### The task
Rewrite the records below as a two-column CSV with the header columns "prompt" and "boxes," one row per request. Put each request's text and its answer in its own quoted field, replacing any line breaks with spaces.

[start Listed entries]

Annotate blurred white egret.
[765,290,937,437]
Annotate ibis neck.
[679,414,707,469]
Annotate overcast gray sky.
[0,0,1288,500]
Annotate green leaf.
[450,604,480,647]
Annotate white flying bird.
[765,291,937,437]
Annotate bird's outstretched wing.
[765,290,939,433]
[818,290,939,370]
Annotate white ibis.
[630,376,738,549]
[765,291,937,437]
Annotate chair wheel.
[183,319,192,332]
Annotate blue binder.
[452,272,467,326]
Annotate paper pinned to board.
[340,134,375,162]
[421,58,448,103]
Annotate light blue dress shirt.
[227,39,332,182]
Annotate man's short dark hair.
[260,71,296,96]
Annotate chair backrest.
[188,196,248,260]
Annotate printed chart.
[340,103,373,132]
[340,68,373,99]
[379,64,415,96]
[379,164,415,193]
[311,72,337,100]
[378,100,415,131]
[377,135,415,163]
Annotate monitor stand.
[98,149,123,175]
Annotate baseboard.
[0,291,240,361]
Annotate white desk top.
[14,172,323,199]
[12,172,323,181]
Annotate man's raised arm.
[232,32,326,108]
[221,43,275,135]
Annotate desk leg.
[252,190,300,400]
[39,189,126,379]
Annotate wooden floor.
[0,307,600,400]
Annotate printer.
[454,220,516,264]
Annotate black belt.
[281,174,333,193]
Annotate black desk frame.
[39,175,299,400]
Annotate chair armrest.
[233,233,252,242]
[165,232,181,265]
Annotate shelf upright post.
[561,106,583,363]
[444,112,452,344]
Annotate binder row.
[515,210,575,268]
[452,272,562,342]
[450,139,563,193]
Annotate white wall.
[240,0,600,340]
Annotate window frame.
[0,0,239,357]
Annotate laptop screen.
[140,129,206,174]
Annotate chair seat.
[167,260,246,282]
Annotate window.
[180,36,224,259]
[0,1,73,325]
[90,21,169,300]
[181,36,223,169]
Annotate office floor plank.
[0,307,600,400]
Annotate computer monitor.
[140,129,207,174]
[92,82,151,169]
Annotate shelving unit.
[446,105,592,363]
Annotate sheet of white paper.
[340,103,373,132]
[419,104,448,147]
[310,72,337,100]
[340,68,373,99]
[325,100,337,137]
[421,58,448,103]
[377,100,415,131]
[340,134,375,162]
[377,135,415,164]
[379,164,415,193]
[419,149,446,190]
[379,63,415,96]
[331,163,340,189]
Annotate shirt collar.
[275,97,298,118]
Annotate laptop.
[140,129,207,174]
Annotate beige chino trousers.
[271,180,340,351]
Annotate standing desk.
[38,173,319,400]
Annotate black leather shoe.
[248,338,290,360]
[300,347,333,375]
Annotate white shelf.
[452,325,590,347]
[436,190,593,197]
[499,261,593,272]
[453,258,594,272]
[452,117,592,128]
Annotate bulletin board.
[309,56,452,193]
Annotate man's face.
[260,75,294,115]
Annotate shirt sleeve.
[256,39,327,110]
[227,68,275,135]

[end Listed entries]

### Written answer
prompt,boxes
"Annotate blurred white egret.","[765,290,937,437]"
"Annotate ibis neck.","[679,414,707,469]"
"Annotate overcast gray sky.","[0,0,1288,500]"
"Annotate green leaf.","[450,604,480,647]"
"Annotate white flying bird.","[765,291,937,437]"
"Annotate bird's outstretched wing.","[765,290,939,433] [818,290,939,370]"
"Annotate white ibis.","[630,376,738,549] [765,291,937,437]"
"Annotate chair wheel.","[183,319,192,332]"
"Annotate blue binder.","[452,272,467,326]"
"Annotate paper pinned to board.","[340,134,375,162] [421,58,448,103]"
"Annotate light blue dress shirt.","[227,39,332,182]"
"Annotate man's short dark hair.","[260,71,296,96]"
"Annotate chair backrest.","[188,196,248,260]"
"Annotate printed chart.","[340,103,373,132] [340,68,373,99] [379,64,415,96] [379,164,415,193] [311,72,337,100] [378,100,415,131] [377,135,415,163]"
"Annotate monitor stand.","[98,149,123,175]"
"Annotate baseboard.","[0,291,240,361]"
"Annotate white desk top.","[14,172,323,199] [12,172,323,181]"
"Annotate man's raised arm.","[232,32,326,108] [221,43,275,135]"
"Annotate desk leg.","[252,190,300,400] [39,189,126,379]"
"Annotate wooden floor.","[0,307,600,400]"
"Annotate printer.","[454,220,516,264]"
"Annotate black belt.","[281,174,333,193]"
"Annotate black desk frame.","[39,175,299,400]"
"Annotate chair armrest.","[233,233,252,242] [165,232,181,265]"
"Annotate shelf upright post.","[561,106,583,363] [444,112,452,344]"
"Annotate binder row.","[515,210,575,268] [452,272,562,342] [450,139,563,193]"
"Annotate white wall.","[240,0,600,340]"
"Annotate window frame.","[0,0,239,357]"
"Annotate laptop screen.","[140,129,206,174]"
"Annotate chair seat.","[167,260,246,282]"
"Annotate window.","[180,36,224,259] [0,1,73,325] [90,21,169,300] [181,36,223,169]"
"Annotate office floor plank.","[0,307,600,400]"
"Annotate computer monitor.","[140,129,207,174] [92,82,151,169]"
"Annotate shelving unit.","[446,105,592,363]"
"Annotate sheet of white paper.","[340,103,373,132] [419,104,448,147] [310,72,337,100] [340,68,373,99] [325,100,337,137] [421,58,448,103] [377,100,415,131] [340,134,375,162] [377,135,415,164] [379,164,415,193] [419,149,446,190] [379,63,415,96] [331,163,340,189]"
"Annotate shirt collar.","[275,97,298,118]"
"Annotate laptop.","[140,129,207,174]"
"Annotate beige chino trousers.","[271,180,340,351]"
"Annotate standing desk.","[38,173,319,400]"
"Annotate black leather shoe.","[248,338,290,360] [300,347,333,375]"
"Annotate white shelf.","[452,325,590,347] [436,190,593,197] [499,261,593,272] [453,258,594,272] [452,117,592,128]"
"Annotate bulletin board.","[309,56,452,193]"
"Annotate man's face.","[260,75,294,115]"
"Annotate shirt sleeve.","[256,39,327,110] [227,68,275,135]"